In this exercise, print only the lines from the line with "Where can the coral bump" to the last line of the data below, inclusive. Any pictures should be left out.

(Items listed in a dataset)
━━━━

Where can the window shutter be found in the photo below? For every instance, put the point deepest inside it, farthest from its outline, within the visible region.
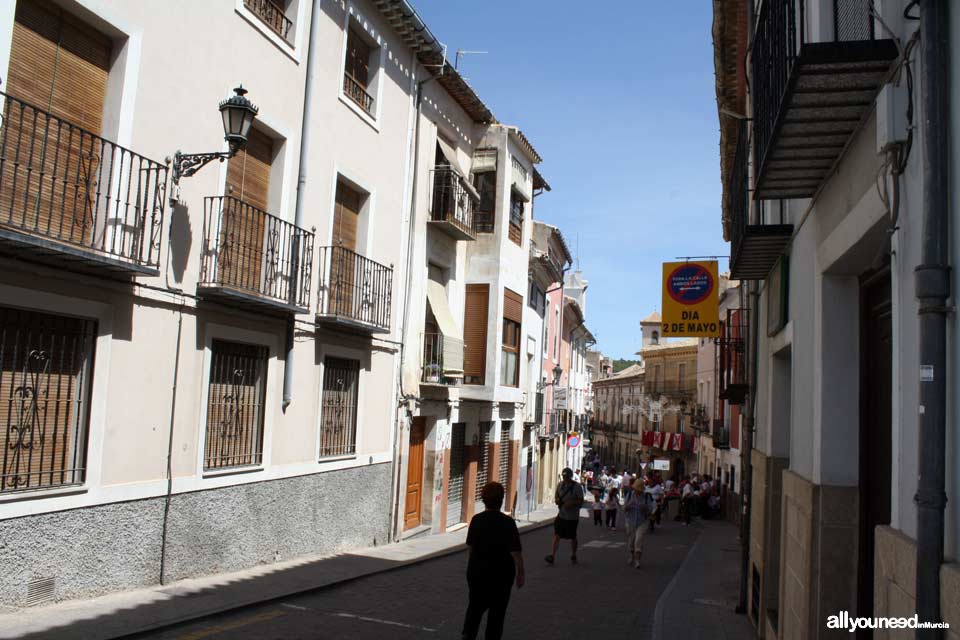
(475, 331)
(512, 306)
(248, 172)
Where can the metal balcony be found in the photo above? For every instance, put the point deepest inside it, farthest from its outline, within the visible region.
(437, 351)
(71, 198)
(253, 259)
(273, 15)
(720, 435)
(754, 248)
(810, 97)
(452, 205)
(355, 292)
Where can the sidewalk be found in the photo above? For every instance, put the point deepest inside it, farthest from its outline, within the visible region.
(133, 612)
(700, 600)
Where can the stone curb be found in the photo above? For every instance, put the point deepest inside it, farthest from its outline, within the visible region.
(525, 527)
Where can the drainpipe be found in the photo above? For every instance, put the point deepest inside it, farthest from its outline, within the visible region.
(415, 180)
(312, 54)
(932, 281)
(746, 447)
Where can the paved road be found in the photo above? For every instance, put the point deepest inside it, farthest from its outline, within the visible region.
(602, 597)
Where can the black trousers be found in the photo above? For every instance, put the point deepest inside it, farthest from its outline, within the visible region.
(491, 597)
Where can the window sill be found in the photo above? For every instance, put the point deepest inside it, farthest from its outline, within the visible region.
(348, 456)
(41, 494)
(357, 109)
(217, 473)
(286, 48)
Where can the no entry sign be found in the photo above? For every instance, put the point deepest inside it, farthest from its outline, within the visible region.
(690, 300)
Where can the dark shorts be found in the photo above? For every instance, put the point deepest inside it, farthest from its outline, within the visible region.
(565, 529)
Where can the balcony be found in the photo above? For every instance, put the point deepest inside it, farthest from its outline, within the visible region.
(453, 203)
(442, 360)
(73, 199)
(252, 259)
(355, 292)
(810, 97)
(273, 15)
(358, 93)
(720, 435)
(732, 382)
(754, 248)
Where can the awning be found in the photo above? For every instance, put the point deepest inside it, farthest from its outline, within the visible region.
(452, 336)
(451, 155)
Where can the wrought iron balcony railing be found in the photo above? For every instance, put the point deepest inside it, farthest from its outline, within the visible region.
(720, 435)
(273, 15)
(810, 93)
(358, 93)
(250, 256)
(453, 203)
(438, 351)
(69, 195)
(354, 291)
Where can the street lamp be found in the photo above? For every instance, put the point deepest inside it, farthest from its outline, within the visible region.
(238, 114)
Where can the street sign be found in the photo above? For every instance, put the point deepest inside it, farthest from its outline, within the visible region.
(691, 299)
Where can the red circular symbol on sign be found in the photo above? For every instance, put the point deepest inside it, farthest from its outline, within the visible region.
(689, 284)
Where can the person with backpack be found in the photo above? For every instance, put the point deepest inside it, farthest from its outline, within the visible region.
(569, 499)
(636, 514)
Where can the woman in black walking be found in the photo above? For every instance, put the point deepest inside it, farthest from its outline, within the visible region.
(495, 563)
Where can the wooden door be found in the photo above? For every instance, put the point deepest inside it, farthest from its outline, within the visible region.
(876, 389)
(243, 217)
(51, 170)
(411, 515)
(344, 267)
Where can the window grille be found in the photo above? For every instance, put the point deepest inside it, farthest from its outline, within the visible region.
(46, 363)
(504, 474)
(483, 464)
(235, 405)
(338, 426)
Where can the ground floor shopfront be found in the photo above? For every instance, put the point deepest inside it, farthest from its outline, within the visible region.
(450, 450)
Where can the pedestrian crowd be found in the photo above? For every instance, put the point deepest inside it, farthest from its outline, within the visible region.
(495, 562)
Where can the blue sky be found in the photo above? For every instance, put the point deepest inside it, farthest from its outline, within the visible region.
(620, 103)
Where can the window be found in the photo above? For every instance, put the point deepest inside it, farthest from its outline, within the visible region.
(235, 403)
(357, 74)
(512, 318)
(509, 367)
(486, 185)
(537, 299)
(338, 417)
(46, 364)
(483, 464)
(516, 219)
(475, 333)
(274, 14)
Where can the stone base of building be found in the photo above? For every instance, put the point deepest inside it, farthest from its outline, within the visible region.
(895, 575)
(764, 583)
(87, 552)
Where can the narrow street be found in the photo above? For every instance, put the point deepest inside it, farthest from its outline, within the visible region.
(602, 596)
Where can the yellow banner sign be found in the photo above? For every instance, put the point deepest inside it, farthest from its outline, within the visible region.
(691, 300)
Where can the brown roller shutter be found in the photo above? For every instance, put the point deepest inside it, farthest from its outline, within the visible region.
(475, 333)
(343, 267)
(248, 172)
(58, 64)
(512, 306)
(242, 242)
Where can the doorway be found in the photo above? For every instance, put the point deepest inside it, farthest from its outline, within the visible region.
(876, 389)
(411, 514)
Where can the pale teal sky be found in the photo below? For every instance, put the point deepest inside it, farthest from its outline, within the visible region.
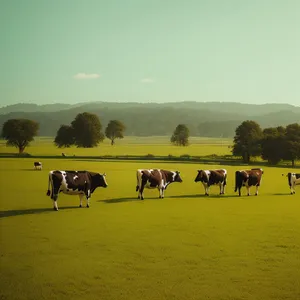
(150, 51)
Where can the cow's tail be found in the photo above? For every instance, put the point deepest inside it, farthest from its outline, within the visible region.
(237, 179)
(49, 182)
(225, 179)
(289, 176)
(137, 181)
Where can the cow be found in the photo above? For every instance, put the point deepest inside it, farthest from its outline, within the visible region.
(212, 177)
(293, 180)
(82, 183)
(248, 178)
(37, 165)
(155, 178)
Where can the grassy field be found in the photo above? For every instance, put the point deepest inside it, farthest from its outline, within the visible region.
(130, 146)
(185, 246)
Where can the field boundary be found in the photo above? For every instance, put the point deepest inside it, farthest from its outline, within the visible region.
(213, 160)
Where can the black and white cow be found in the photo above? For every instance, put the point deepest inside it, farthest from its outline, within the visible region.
(37, 165)
(212, 177)
(82, 183)
(155, 178)
(248, 178)
(293, 180)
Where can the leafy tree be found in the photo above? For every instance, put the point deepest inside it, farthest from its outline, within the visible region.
(64, 137)
(87, 130)
(273, 144)
(114, 130)
(247, 140)
(181, 135)
(19, 132)
(292, 143)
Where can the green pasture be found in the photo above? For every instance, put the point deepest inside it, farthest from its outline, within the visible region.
(137, 146)
(185, 246)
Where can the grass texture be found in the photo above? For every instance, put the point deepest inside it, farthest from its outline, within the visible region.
(186, 246)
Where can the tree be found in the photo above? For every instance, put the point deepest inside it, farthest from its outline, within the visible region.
(87, 130)
(114, 130)
(19, 132)
(181, 135)
(64, 137)
(247, 140)
(273, 144)
(292, 143)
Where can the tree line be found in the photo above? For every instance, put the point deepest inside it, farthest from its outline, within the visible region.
(150, 119)
(272, 144)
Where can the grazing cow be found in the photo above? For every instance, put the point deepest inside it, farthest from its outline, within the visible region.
(248, 178)
(155, 178)
(82, 183)
(293, 179)
(37, 165)
(212, 177)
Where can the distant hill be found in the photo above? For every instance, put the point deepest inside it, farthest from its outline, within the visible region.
(29, 107)
(203, 118)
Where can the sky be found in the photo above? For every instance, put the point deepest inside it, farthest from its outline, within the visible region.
(70, 51)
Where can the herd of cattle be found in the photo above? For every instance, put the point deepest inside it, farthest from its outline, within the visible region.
(84, 183)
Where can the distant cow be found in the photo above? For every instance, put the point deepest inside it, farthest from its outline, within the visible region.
(37, 165)
(248, 178)
(155, 178)
(212, 177)
(82, 183)
(293, 180)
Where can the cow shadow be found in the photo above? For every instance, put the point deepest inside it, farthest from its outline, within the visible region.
(203, 196)
(127, 199)
(32, 211)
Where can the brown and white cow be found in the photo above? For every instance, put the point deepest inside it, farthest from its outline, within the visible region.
(212, 177)
(37, 165)
(293, 180)
(82, 183)
(248, 178)
(155, 178)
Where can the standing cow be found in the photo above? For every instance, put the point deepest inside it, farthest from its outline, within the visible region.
(155, 178)
(293, 180)
(248, 178)
(37, 165)
(82, 183)
(212, 177)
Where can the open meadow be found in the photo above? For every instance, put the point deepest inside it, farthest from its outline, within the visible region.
(185, 246)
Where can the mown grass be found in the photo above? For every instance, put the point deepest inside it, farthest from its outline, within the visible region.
(138, 146)
(185, 246)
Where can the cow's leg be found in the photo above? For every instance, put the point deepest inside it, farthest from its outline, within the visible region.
(248, 190)
(293, 189)
(54, 198)
(161, 192)
(205, 189)
(80, 200)
(88, 196)
(141, 192)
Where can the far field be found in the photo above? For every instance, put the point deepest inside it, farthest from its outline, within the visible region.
(185, 246)
(130, 146)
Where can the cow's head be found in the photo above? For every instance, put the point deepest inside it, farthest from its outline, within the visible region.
(201, 176)
(176, 177)
(98, 180)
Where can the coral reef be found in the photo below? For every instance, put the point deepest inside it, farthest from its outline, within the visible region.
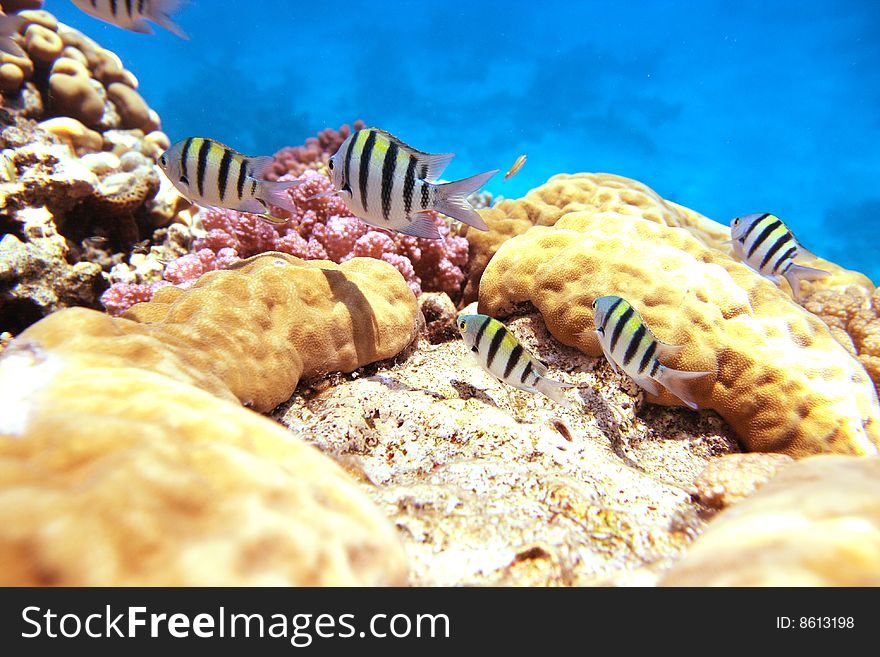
(852, 313)
(67, 74)
(321, 228)
(490, 485)
(782, 381)
(816, 523)
(314, 154)
(123, 470)
(731, 478)
(85, 190)
(602, 192)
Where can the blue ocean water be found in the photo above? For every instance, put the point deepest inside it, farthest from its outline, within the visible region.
(725, 106)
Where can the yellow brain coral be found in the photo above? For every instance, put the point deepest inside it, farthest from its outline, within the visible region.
(118, 467)
(816, 523)
(782, 381)
(602, 192)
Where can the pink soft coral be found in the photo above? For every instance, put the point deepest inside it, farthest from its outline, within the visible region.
(319, 228)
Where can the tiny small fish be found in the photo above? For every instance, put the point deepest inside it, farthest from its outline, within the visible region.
(391, 185)
(11, 174)
(766, 245)
(209, 173)
(516, 167)
(501, 354)
(10, 24)
(628, 343)
(133, 15)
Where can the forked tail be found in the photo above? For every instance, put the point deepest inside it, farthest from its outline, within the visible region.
(452, 199)
(678, 383)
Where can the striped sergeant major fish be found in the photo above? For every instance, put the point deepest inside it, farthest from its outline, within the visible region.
(501, 354)
(209, 173)
(133, 15)
(391, 185)
(9, 26)
(628, 343)
(766, 245)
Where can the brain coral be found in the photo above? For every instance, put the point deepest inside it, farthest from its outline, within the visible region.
(602, 192)
(118, 467)
(782, 381)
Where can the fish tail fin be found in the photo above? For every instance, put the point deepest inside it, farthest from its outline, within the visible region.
(798, 273)
(554, 390)
(160, 13)
(275, 193)
(452, 199)
(677, 382)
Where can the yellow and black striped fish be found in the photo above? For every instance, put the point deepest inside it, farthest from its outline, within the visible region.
(209, 173)
(766, 245)
(504, 357)
(628, 343)
(390, 185)
(133, 15)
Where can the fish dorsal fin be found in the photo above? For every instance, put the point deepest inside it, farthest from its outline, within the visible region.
(539, 367)
(436, 162)
(258, 166)
(805, 253)
(436, 165)
(665, 351)
(422, 226)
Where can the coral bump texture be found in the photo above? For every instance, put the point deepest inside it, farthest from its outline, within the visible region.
(782, 380)
(118, 467)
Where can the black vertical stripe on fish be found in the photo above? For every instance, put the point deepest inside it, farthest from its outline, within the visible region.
(633, 345)
(763, 236)
(512, 360)
(754, 225)
(773, 249)
(610, 312)
(618, 328)
(649, 354)
(785, 256)
(526, 371)
(202, 165)
(346, 171)
(365, 167)
(223, 175)
(497, 339)
(184, 157)
(242, 174)
(409, 184)
(423, 173)
(388, 167)
(482, 330)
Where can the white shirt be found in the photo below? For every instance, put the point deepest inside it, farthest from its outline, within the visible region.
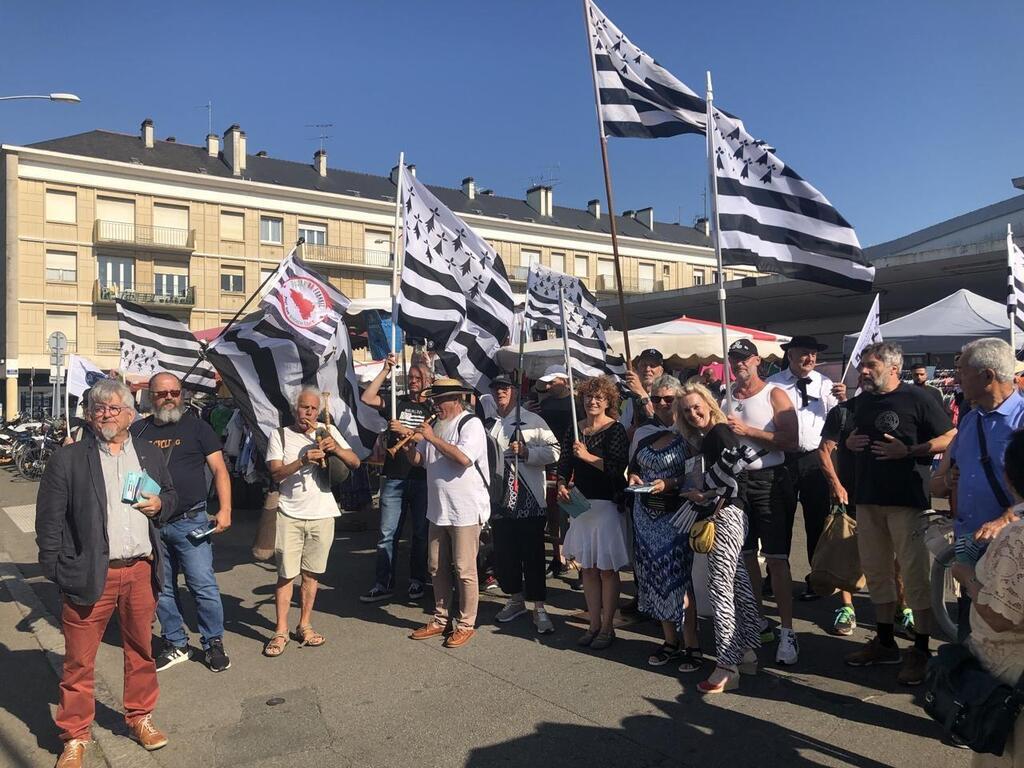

━━━━

__Your solution__:
Where can the coral bump texture be found in the photo above? For every instance, put the point deepest inside it, farthest from its outline, within the visible region.
(782, 380)
(118, 467)
Where can the black vertical stripe on fish be found in the photo above? For every instance, put the point deepest inside it, farthest from its outline, within the visible region.
(633, 345)
(763, 236)
(512, 360)
(754, 225)
(773, 249)
(610, 312)
(618, 328)
(649, 354)
(785, 256)
(526, 371)
(202, 165)
(346, 171)
(365, 167)
(223, 175)
(497, 339)
(184, 157)
(242, 174)
(409, 184)
(423, 173)
(388, 167)
(482, 330)
Where can the white shirt be found in the photo below? For every instance, put the point deepest inside it, farthest from its outline, within the visible region.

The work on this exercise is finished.